In physics, 1905 is known as the Annus Mirabilis. Over the course of that year, Einstein published four papers. Each is in its own way part of the basis of modern physics. I don’t pretend to understand them all, but the fourth, Does the Inertia of a Body Depend Upon Its Energy Content?, introduced the equation “E=MC squared.” So that’s important. 1976 is . . . not as important, except to me personally inasmuch as it’s the year I was born. But I would argue that it’s Jodie Foster’s Annus Mirabilis, the year in which she made Taxi Driver, Echoes of a Summer (the most forgettable of the lot), The Little Girl Who Lives Down the Lane, Bugsy Malone, and this. Heck of a year for a girl who didn’t even turn fourteen until that November.
Annabel Andrews (Foster) is a typical suburban fourteen-year-old girl for the most part. She has a younger brother she detests, Ben (Sparky Marcus), whom she’s dubbed Ape Face. She adores her father, Bill (John Astin), and disdains her mother, Ellen (Barbara Harris). Her mother does not understand her, idolizes Ape Face, and gets to lie around the house all day, doing whatever she wants. Conversely, Ellen despairs of Annabel, who lives in a pigsty, doesn’t live up to her full potential, and gets much fuss made over her because of water-skiing. Each one simultaneously wishes the other could live in her shoes for just one day. And, magically, they switch places.
We’ll start with Annabel-as-Ellen, mostly because the book never talks about Ellen-as-Annabel at all, leaving those events as a mystery to us. (The book is written in the first person, from Annabel’s perspective.) Ben is off to school already, so that’s not her problem at first. But she’s got to start the housecleaning, which she doesn’t know how to do. She’s got to deal with the maid even though she doesn’t like her. Bill cheerfully suggests that she can “whip up” a little dinner for the ceremony he’s having that evening to celebrate the opening of his new project at work. She does have to pick Ben up from school. Oh, and drive—she’s supposed to drive.
Ellen-as-Annabel, conversely, has to negotiate Annabel’s day at school. Typing class, which is mostly about wacky hijinks from broken equipment. The hazards of finding the middle ground between too smart and not smart enough—too smart for her friends and the dread Not Living Up To Her Potential from the teachers’ perspective. She has a field hockey game, and while she doesn’t really know how to play field hockey, Annabel is so good that the other team’s coach (Ruth Buzzi) tells her players to kill Annabel. She does get her braces off, and she persuades Bill to let her use his credit cards and get a makeover. Oh, and of course there’s the water-skiing show she’s supposed to be putting on for Bill’s opening.
An interesting point is that Ellen-as-Annabel has to negotiate Annabel’s friends, but Annabel-as-Ellen doesn’t have the same, because we never see any of Ellen’s friends. Even in the park with Ben, she doesn’t connect to any other parents. In part, this may well be because Annabel would have the same trouble with them that Ellen has with her friends, but we don’t actually see any other mothers. Annabel-as-Ellen talks to Mrs. Schmauss (Patsy Kelly), the maid. She talks to Boris Harris (Mark McClure), the boy down the street on whom Annabel has a crush. But for the most part, she does not need to figure out how to negotiate social interactions as an adult, because for the most part, she doesn’t have any. She leads, at least for that day, an isolated life—and it seems expected.

[TASKS FOR THIS EXERCISE]:
1. Which films does the film review name as ones Jodie Foster made in 1976?
2. In the film review, what nickname has Annabel given her younger brother?
3. Carry the film review forward from its final sentence with another paragraph or two.

[INFORMATION PROVIDED]:
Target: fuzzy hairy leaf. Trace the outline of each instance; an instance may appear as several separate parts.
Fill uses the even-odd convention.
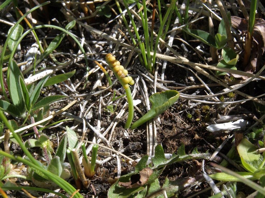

[OUTPUTS IN ORDER]:
1. Taxi Driver, Echoes of a Summer, The Little Girl Who Lives Down the Lane, Bugsy Malone

2. Ape Face

3.
Still, even though she has a maid, we see that Annabel’s beliefs about her day don’t hold up. The maid has a long list of “I don’t do that” that Annabel didn’t know about before, or anyway didn’t think about. Annabel doesn’t even know how to do laundry. And, yes, Bill expects her to be able to throw together dinner for twenty-five with no notice when the caterers fall through. Which is, can I just say, insane? The time he gives her isn’t enough to throw together a formal dinner for five, given she would have to go grocery shopping to start. But, sure, last-minute “I rest my career on your abilities” dinner for twenty-five. Why the heck not? And the movie makes sure we get the point; Annabel calls him a male chauvinist pig several times.
But Annabel’s own life isn’t exactly free from expectations. She has an incredible schedule to me; we see her in marching band, typing class, photography class, history class, and gym. That’s three electives, physical education, and only one academic class. Well, all right; it’s easier to think of wacky set pieces for a typing class than a math class. Fair enough. But her history class is covering the Korean War (I only remember one history class that got that far in my entire grade school career, and that was California history), and she decides to use the knowledge she has as Ellen. The teacher is impressed, but her friends call her a show-off. Which, let’s face it, she kind of was. But her friends seem to think that any answering of the teacher’s questions at all would be showing off. She isn’t supposed to show academic prowess, but the adults shame her for not.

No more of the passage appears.